C’è poco da dire. Quella che si è appena conclusa è la giornata peggiore che il Partito Democratico abbia mai avuto. Ci sono notizie di sedi e circoli del Pd occupate da giovani e meno giovani iscritti. Una base in rivolta che chiede il cambiamento complessivo di una classe dirigente. Se possibile quel che è successo a Montecitorio è ancora peggio. La mattinata sembrava partire nel migliore dei modi per il Pd. Pdl sul piede di guerra per quello che Berlusconi ha definito un tradimento delle larghe intese. Poco prima, al Capranica, il Pd dopo il dramma vissuto sul nome di Franco Marini, sembrava aver ritrovato l’unità sul nome di Romano Prodi. E se qualcuno diceva “attenzione, se Prodi non passa si rischia l’implosione del Pd” in molti rispondevano: non succederà. Poi però, nell’arco della mattinata e prima del quarto scrutinio, qualche paura in più cominciava a serpeggiare.
Nei cappannelli in Transatlantico alcuni parlamentari del Pd cominciavano a mettere dei paletti. Attenzione – dicevano – se Prodi non arriva almeno a 430 voti sui 495 che sono a nostra disposizione, è Bruciato. Intanto fuori una manifestazione improvvisata di centrodestra contesta la candidatura di Prodi. Centro destra e Lega non partecipano al voto. Scelta Civica sceglie di votare Anna Maria Cancellieri. Così il centrosinistra si conta e I cinque stelle continuano a votare Stefano Rodotà.
Dentro l’aula entrano solo due elettori del centrodestra. Alessandra Mussolini ed il vice presidente vicario dei senatori Pdl Simona Vicari. Indosso hanno una maglietta con una scritta, fronte e retro. Da una parte “no, questo no” e dall’altra “il diavolo veste Prodi”. Il Presidente Boldrini chiede loro di uscre. Il voto procede. Alla fine comincia lo scrutinio e si consuma il dramma. Prodi si ferma a 395 voti. 35 in meno della soglia minima. 101 franchi tiratori. Rodotà prende 211 voti. 49 in più di quelli che hanno i cinque stelle. Poi qualche voto in più ad Anna Maria Cancellieri oltre a quelli in possesso di Scelta Civica. 14 a D’Alema e poi qualche voto sparso qua e là, come i due a Franco Marini. E’ la resa dei conti in casa Pd! Alcuni messaggini che arrivano sui telefonini di alcuni parlamentari del Pd dalla base elettorale non sono raccontabili. Il Pdl festeggia. Le poche dichiarazioni che arrivano dai democratici lasciano prevedere che può succedere di tutto.

== ESTRATTI DEL DATASET ==

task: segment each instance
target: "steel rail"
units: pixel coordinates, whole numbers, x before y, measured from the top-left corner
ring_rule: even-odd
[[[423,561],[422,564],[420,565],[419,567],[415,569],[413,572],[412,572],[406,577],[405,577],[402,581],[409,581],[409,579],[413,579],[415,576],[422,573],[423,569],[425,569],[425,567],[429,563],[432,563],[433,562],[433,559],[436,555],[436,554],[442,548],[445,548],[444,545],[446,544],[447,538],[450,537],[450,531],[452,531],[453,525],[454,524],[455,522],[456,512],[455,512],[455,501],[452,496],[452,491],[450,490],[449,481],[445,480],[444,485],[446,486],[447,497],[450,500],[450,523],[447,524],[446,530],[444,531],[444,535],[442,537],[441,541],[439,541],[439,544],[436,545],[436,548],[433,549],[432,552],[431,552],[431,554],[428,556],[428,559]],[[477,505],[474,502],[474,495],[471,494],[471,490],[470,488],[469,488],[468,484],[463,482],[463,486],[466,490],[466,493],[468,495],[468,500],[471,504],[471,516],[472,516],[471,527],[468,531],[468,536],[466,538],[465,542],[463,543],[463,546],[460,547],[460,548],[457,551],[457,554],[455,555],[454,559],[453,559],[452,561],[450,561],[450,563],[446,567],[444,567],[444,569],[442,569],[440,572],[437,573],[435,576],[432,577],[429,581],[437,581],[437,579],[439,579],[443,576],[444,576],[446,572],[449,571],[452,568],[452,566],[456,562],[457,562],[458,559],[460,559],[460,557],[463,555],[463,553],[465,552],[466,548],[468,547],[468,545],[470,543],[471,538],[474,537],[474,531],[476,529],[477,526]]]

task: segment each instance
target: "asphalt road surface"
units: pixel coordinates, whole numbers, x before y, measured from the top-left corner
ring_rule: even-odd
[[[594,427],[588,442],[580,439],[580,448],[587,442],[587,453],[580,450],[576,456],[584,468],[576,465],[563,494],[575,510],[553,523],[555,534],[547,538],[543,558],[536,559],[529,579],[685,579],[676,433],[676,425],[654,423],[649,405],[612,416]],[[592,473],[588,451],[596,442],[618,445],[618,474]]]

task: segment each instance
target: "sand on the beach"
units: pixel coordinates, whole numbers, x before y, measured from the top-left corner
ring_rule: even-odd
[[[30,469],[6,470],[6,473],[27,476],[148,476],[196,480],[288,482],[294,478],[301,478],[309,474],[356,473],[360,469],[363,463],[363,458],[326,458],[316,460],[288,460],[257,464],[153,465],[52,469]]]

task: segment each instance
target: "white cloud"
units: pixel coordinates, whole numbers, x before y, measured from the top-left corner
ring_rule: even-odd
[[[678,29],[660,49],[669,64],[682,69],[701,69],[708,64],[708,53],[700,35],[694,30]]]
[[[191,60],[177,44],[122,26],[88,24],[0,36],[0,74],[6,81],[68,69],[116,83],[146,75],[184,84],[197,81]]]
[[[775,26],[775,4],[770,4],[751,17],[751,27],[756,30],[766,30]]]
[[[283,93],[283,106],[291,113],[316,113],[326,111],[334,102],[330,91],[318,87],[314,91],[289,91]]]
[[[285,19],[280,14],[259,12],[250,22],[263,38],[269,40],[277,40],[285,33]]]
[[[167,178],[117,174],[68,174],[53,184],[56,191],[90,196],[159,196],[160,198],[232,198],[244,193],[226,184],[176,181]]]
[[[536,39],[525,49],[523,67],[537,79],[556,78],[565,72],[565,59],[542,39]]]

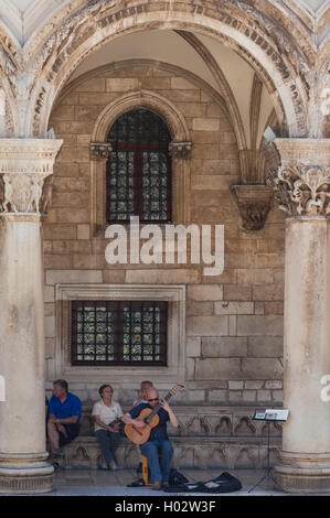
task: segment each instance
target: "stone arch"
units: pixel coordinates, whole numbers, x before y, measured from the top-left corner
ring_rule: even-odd
[[[150,90],[129,91],[109,102],[99,114],[92,132],[92,142],[105,142],[108,129],[120,115],[134,108],[149,108],[167,122],[173,142],[190,142],[190,131],[183,115],[166,97]],[[189,177],[188,160],[172,158],[172,207],[173,220],[189,220]],[[106,228],[106,161],[91,162],[92,179],[92,231],[100,235]]]
[[[38,63],[31,63],[39,79],[31,91],[25,134],[45,133],[54,98],[84,57],[119,35],[150,26],[184,29],[225,41],[252,64],[275,102],[283,104],[289,136],[308,134],[309,65],[274,21],[252,6],[239,10],[226,4],[220,10],[217,3],[204,7],[198,1],[158,0],[130,8],[111,4],[108,9],[93,2],[43,42]]]
[[[167,122],[173,141],[190,141],[190,131],[183,115],[169,99],[151,90],[129,91],[109,102],[98,116],[92,140],[105,141],[108,129],[118,117],[138,107],[157,111]]]
[[[113,72],[113,71],[114,72],[115,71],[120,71],[123,68],[127,68],[127,67],[130,67],[130,66],[131,67],[135,67],[135,66],[146,66],[146,67],[156,66],[160,71],[172,72],[173,74],[180,75],[180,76],[187,78],[189,82],[195,84],[199,88],[204,90],[212,99],[214,99],[214,101],[222,108],[224,114],[228,117],[228,119],[232,122],[233,131],[235,132],[236,140],[237,140],[238,150],[239,151],[246,150],[247,144],[246,144],[246,140],[245,140],[245,137],[244,137],[244,128],[243,128],[242,118],[241,118],[241,115],[238,112],[238,108],[237,108],[237,105],[236,105],[236,101],[234,99],[233,94],[228,93],[230,86],[228,86],[228,84],[227,84],[227,82],[226,82],[223,74],[222,74],[222,78],[220,79],[220,80],[223,82],[223,95],[222,95],[222,93],[219,94],[217,91],[215,91],[214,88],[211,85],[209,85],[209,83],[204,82],[202,78],[200,78],[199,76],[196,76],[192,72],[185,71],[185,69],[183,69],[179,66],[171,65],[169,63],[159,62],[159,61],[152,61],[152,60],[127,60],[127,61],[123,61],[123,62],[116,62],[116,63],[113,63],[113,64],[109,64],[109,65],[104,65],[104,66],[100,66],[98,68],[94,68],[94,69],[92,69],[92,71],[89,71],[85,74],[82,74],[78,78],[76,78],[74,82],[70,83],[68,85],[66,85],[66,87],[63,88],[63,90],[61,91],[58,98],[55,99],[54,107],[56,107],[56,105],[58,102],[61,102],[62,98],[65,97],[68,94],[68,91],[71,91],[73,88],[76,88],[78,85],[81,85],[83,82],[87,80],[88,78],[96,77],[96,76],[98,76],[103,73],[109,73],[109,72]],[[167,102],[169,105],[171,105],[168,101],[168,99],[167,99]],[[171,105],[171,106],[173,107],[173,105]],[[173,108],[174,108],[174,112],[177,112],[178,111],[177,107],[173,107]],[[163,118],[166,118],[166,119],[168,118],[168,114],[166,111],[163,111]],[[167,121],[168,121],[168,125],[171,126],[171,120],[167,119]],[[189,129],[187,127],[184,118],[183,118],[183,120],[181,118],[181,122],[182,122],[183,126],[185,125],[185,136],[182,137],[182,140],[189,140],[189,138],[190,138],[189,137]],[[96,138],[97,138],[97,136],[95,136],[95,139]],[[175,140],[180,140],[179,134],[175,136]]]

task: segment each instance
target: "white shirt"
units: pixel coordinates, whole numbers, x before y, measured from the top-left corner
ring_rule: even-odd
[[[136,399],[132,403],[132,406],[135,407],[138,402],[138,399]],[[147,399],[141,399],[141,402],[139,404],[142,404],[142,403],[148,403]]]
[[[120,404],[117,403],[116,401],[113,401],[113,404],[110,407],[107,407],[103,402],[103,399],[100,399],[94,404],[92,416],[99,416],[99,419],[105,424],[109,424],[111,421],[115,421],[115,419],[124,416],[124,413],[123,413]],[[96,430],[104,430],[104,428],[94,423],[94,431],[96,432]]]

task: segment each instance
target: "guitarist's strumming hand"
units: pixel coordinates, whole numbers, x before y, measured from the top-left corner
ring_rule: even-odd
[[[135,420],[135,421],[134,421],[134,425],[135,425],[136,428],[143,428],[143,427],[146,427],[146,423],[145,423],[143,421],[137,421],[137,420]]]

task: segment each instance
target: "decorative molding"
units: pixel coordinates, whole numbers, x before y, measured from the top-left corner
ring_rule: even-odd
[[[114,71],[115,73],[115,71]],[[92,142],[105,142],[109,128],[120,115],[138,108],[149,108],[160,115],[167,122],[171,138],[174,142],[190,143],[190,131],[180,110],[166,97],[156,91],[134,90],[118,97],[108,104],[95,122],[92,132]],[[190,163],[187,160],[172,162],[172,215],[173,222],[187,223],[189,220],[189,176]],[[93,160],[91,163],[92,177],[92,228],[93,235],[104,237],[106,222],[106,162]]]
[[[91,142],[91,158],[94,160],[107,160],[110,157],[113,147],[109,142]]]
[[[51,197],[50,182],[62,140],[0,140],[0,204],[4,215],[44,212]],[[44,190],[43,190],[44,186]]]
[[[278,15],[277,11],[277,19]],[[25,63],[29,63],[29,69],[39,79],[30,95],[30,118],[24,130],[29,134],[44,134],[53,99],[77,63],[89,53],[92,42],[96,50],[120,36],[121,32],[137,28],[142,31],[150,28],[151,23],[152,29],[182,30],[184,26],[187,31],[201,32],[226,42],[252,64],[267,84],[277,106],[280,98],[290,134],[306,136],[310,63],[315,57],[315,45],[307,45],[304,52],[301,47],[298,50],[296,42],[278,26],[278,22],[273,21],[273,17],[274,12],[265,14],[262,9],[247,2],[225,2],[220,9],[215,0],[207,6],[199,1],[152,0],[146,3],[134,2],[129,9],[120,2],[104,9],[98,2],[79,6],[78,11],[66,15],[61,31],[47,25],[47,30],[35,34],[36,40],[31,44],[29,42],[25,47]],[[290,31],[294,30],[290,23]],[[38,114],[35,107],[43,87],[46,95],[41,100],[41,110]]]
[[[289,216],[330,214],[330,141],[274,139],[265,148],[267,184]]]
[[[272,207],[273,190],[266,185],[232,185],[245,230],[264,228]]]
[[[185,285],[184,284],[55,284],[56,301],[56,378],[72,381],[84,378],[88,382],[102,382],[110,376],[114,384],[125,378],[139,384],[148,378],[150,367],[85,367],[71,365],[72,300],[137,300],[168,301],[168,365],[152,367],[152,376],[159,382],[184,381],[185,377]]]
[[[172,159],[190,159],[192,142],[170,142],[169,154]]]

== SFIDA 1 ==
Traduci in inglese questa frase della cronaca sul voto per Prodi: "Scelta Civica sceglie di votare Anna Maria Cancellieri."
== SFIDA 2 ==
Trasforma in un elenco puntato il paragrafo della cronaca sul voto per Prodi che inizia con "Nei cappannelli in Transatlantico". Conserva i fatti principali.
== SFIDA 3 ==
Nella cronaca sul voto per Prodi, quali persone risultano votate nello scrutinio descritto nell'ultimo paragrafo? Indicale tutte per nome.
I record costituiscono materiale a sé, distinto dal testo.

== RISPOSTA SCRITTA 1 ==
Scelta Civica chooses to vote for Anna Maria Cancellieri.

== RISPOSTA SCRITTA 2 ==
- Nel Transatlantico alcuni parlamentari del Pd avvertono che Prodi è bruciato se non arriva ad almeno 430 voti sui 495 a loro disposizione.
- Fuori, una manifestazione improvvisata di centrodestra contesta la candidatura di Prodi.
- Centrodestra e Lega non partecipano al voto.
- Scelta Civica vota Anna Maria Cancellieri.
- Il centrosinistra si conta, mentre i cinque stelle continuano a votare Stefano Rodotà.

== RISPOSTA SCRITTA 3 ==
- Romano Prodi
- Stefano Rodotà
- Anna Maria Cancellieri
- D'Alema
- Franco Marini